═════ Source extract
The difference between the log-likelihood and the bound:

$\begin{align*} \mathcal{L}(\boldsymbol{\theta}) - \mathcal{F}(q(\boldsymbol{x}), \boldsymbol{\theta}) &= \log p(\boldsymbol{y}|\boldsymbol{\theta}) - \int q(\boldsymbol{x})\log\frac{p(\boldsymbol{x}, \boldsymbol{y}|\boldsymbol{\theta})}{q(\boldsymbol{x})}d\boldsymbol{x}\\ &= \log p(\boldsymbol{x}|\boldsymbol{\theta}) - \int q(\boldsymbol{x})\log\frac{p(\boldsymbol{x}, \boldsymbol{y}|\boldsymbol{\theta})}{q(\boldsymbol{x})}d\boldsymbol{x}\\ &= -\int q(\boldsymbol{x})\log\frac{p(\boldsymbol{x}, \boldsymbol{y}|\boldsymbol{\theta})}{q(\boldsymbol{x})}d\boldsymbol{x}\\ &= \text{KL}(q(\boldsymbol{x}), p(\boldsymbol{x}|\boldsymbol{y}, \boldsymbol{\theta})) \end{align*}$

Although we are working with a bound on the likelihood, the likelihood is non-decreasing in every iteration:

$\mathcal{L}(\boldsymbol{\theta}^{(k-1)}) \underset{\text{E step}}{=} \mathcal{F}(q^{(k)}(\boldsymbol{x}), \boldsymbol{\theta}^{(k-1)}) \underset{\text{M step}}{\leq} \mathcal{F}(q^{(k)}(\boldsymbol{x}), \boldsymbol{\theta}^{(k)}) \underset{\text{Jensen}}{\leq} \mathcal{L}(\boldsymbol{\theta}^{(k)})$

Usually EM converges to a local optimum of $\mathcal{L}(\boldsymbol{\theta})$. (of course, there are exceptions.)
══════════
═════ Dataset records
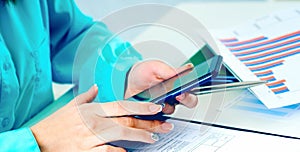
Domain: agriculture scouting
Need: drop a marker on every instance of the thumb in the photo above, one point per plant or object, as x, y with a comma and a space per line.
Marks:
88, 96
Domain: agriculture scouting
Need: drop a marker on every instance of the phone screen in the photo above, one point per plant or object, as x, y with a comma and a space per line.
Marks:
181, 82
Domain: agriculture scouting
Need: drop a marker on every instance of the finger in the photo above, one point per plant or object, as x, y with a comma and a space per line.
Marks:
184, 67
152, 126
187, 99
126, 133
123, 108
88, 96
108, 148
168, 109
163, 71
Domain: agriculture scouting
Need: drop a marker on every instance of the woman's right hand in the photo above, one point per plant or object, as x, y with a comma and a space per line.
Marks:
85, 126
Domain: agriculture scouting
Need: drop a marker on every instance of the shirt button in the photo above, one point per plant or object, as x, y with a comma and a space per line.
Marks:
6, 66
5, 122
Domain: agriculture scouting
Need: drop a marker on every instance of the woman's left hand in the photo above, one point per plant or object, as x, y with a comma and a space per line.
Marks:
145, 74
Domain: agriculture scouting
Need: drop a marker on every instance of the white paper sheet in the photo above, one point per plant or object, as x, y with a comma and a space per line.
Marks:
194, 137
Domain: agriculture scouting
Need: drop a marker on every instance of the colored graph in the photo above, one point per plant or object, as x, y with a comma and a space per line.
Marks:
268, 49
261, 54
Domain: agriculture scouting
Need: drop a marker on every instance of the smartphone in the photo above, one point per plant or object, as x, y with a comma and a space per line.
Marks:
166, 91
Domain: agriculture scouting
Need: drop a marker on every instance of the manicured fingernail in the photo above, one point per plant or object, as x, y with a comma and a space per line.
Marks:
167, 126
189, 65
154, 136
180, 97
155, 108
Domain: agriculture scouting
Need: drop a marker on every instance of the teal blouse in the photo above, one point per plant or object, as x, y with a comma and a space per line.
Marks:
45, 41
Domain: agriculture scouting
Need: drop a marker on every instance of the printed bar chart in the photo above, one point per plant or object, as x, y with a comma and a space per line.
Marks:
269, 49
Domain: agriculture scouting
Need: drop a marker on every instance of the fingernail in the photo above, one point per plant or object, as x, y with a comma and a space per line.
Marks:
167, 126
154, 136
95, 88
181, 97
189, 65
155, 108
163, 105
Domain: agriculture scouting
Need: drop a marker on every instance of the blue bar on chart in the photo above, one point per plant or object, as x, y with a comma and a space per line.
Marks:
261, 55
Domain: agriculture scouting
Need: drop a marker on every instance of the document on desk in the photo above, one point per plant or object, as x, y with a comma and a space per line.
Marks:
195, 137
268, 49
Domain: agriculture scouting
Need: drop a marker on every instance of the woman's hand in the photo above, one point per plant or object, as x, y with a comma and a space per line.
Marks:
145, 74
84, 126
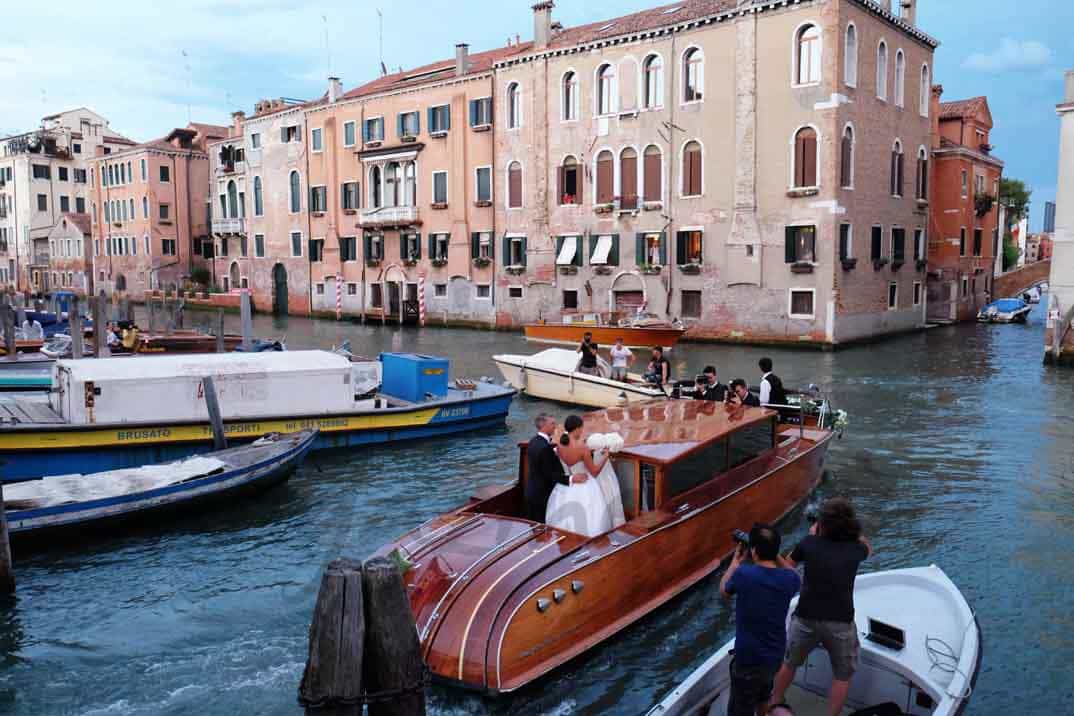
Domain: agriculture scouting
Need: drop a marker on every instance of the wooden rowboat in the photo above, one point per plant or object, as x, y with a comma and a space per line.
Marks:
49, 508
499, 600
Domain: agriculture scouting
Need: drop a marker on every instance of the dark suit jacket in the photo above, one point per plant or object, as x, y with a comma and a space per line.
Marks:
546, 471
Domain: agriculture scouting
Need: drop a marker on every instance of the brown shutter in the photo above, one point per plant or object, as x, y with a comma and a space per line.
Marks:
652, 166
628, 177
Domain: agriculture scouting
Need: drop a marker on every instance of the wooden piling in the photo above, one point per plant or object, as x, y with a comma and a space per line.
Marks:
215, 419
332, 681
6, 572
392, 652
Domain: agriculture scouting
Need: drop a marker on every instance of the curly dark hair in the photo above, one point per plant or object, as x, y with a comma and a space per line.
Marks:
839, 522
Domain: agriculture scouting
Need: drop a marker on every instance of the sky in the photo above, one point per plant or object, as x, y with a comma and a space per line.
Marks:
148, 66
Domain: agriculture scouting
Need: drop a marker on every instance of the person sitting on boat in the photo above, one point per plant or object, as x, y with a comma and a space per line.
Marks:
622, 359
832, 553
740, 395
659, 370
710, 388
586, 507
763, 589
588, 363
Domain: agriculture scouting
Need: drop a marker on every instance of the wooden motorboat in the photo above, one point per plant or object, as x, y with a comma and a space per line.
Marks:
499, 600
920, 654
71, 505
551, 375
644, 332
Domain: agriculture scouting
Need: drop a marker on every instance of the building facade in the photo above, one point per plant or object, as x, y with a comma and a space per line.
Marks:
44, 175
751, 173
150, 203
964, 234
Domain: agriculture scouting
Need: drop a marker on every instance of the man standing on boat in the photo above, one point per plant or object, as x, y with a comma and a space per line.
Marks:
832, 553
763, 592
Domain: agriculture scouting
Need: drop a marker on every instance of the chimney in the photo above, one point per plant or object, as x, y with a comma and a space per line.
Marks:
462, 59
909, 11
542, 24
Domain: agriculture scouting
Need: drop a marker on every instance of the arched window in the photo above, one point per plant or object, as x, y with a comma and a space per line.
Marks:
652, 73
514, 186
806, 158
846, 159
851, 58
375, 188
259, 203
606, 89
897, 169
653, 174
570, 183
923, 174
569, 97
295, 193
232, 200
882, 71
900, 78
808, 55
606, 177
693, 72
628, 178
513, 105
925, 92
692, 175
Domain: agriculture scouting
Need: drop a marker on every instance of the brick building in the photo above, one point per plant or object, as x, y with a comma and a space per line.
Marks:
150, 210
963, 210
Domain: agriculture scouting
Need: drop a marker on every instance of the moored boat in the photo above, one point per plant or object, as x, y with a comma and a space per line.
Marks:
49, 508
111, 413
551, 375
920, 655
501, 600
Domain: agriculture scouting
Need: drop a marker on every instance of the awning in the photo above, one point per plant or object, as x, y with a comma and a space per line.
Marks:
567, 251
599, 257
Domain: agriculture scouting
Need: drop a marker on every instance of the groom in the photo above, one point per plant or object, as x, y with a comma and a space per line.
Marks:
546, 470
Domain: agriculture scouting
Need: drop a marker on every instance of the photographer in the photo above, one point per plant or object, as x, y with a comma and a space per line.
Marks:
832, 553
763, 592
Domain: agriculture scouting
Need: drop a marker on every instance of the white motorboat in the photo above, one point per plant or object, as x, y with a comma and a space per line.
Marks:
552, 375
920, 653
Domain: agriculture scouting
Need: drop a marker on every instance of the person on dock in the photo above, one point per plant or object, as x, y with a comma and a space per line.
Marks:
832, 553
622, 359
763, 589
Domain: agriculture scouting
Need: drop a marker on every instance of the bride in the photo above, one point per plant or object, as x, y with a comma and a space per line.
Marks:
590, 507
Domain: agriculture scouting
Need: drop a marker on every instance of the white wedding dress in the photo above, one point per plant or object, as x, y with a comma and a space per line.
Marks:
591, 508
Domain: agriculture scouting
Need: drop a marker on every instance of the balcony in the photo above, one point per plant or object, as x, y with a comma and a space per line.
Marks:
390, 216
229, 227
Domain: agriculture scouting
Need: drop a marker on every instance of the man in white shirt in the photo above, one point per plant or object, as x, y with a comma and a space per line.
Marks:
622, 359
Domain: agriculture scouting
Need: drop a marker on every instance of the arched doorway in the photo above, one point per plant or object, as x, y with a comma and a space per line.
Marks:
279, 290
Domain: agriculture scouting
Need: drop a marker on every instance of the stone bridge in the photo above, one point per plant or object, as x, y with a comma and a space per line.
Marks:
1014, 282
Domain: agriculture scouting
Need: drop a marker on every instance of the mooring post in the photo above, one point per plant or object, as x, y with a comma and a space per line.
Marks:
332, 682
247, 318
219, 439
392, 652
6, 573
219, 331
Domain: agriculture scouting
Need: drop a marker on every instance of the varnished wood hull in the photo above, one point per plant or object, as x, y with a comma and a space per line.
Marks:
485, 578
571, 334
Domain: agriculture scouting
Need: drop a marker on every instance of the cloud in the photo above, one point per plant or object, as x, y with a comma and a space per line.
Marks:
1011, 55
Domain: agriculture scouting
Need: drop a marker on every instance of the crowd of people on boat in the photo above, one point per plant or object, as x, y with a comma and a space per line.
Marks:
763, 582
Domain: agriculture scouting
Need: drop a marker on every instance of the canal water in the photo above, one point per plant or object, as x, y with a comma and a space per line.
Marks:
══════════
▸ List of tasks:
a: According to the passage on the EM algorithm, how does the likelihood behave from one iteration to the next?
b: Write out the passage on the EM algorithm from "Although we are" up to and including "there are exceptions.)".
c: Continue the passage on the EM algorithm from the point where it stops.
These lines are separate from the passage on the EM algorithm.

▸ Written answers:
a: It is non-decreasing in every iteration.

b:
Although we are working with a bound on the likelihood, the likelihood is non-decreasing in every iteration:

$\mathcal{L}(\boldsymbol{\theta}^{(k-1)}) \underset{\text{E step}}{=} \mathcal{F}(q^{(k)}(\boldsymbol{x}), \boldsymbol{\theta}^{(k-1)}) \underset{\text{M step}}{\leq} \mathcal{F}(q^{(k)}(\boldsymbol{x}), \boldsymbol{\theta}^{(k)}) \underset{\text{Jensen}}{\leq} \mathcal{L}(\boldsymbol{\theta}^{(k)})$

Usually EM converges to a local optimum of $\mathcal{L}(\boldsymbol{\theta})$. (of course, there are exceptions.)

c:
Variational Approximations

Let’s first reform EM in the case where $\boldsymbol{x}$ is discrete: to maximize likelihood $\ln p(\boldsymbol{y}|\boldsymbol{\theta})$, any distribution $q(\boldsymbol{x})$ over the hidden variables defines a lower bound on $\ln p(\boldsymbol{y}|\boldsymbol{\theta})$.

$\ln p(\boldsymbol{y}|\boldsymbol{\theta}) \geq \sum_{\boldsymbol{x}} q(\boldsymbol{x})\ln\frac{p(\boldsymbol{x},\boldsymbol{y}|\boldsymbol{\theta})}{q(\boldsymbol{x})}=\mathcal{F}(q(\boldsymbol{x}), \boldsymbol{\theta})$

The key difference in the variational approximations is to constrain $q(\boldsymbol{x})$ to be of a particular tractable form, a family of variational distribution, and maximize $\mathcal{F}$ subject to this constraint.

E step: maximize $\mathcal{F}(q(\boldsymbol{x}), \boldsymbol{\theta})$ w.r.t. $q(\boldsymbol{x})$ with $\boldsymbol{\theta}$ fixed, subject to subject to the constraint on $q(\boldsymbol{x})$, equivalently minimize:

$\ln p(\boldsymbol{y}|\boldsymbol{\theta}) - \mathcal{F}(q(\boldsymbol{x}), \boldsymbol{\theta}) = \sum_{\boldsymbol{x}}q(\boldsymbol{x})\ln\frac{q(\boldsymbol{x})}{p(\boldsymbol{x}|\boldsymbol{y},\boldsymbol{\theta})} = \text{KL}(q || p)$

M step: maximize $\mathcal{F}(q(\boldsymbol{x}), \boldsymbol{\theta})$ w.r.t. $\boldsymbol{\theta}$ with $q(\boldsymbol{x})$ fixed (related to mean-field approximations)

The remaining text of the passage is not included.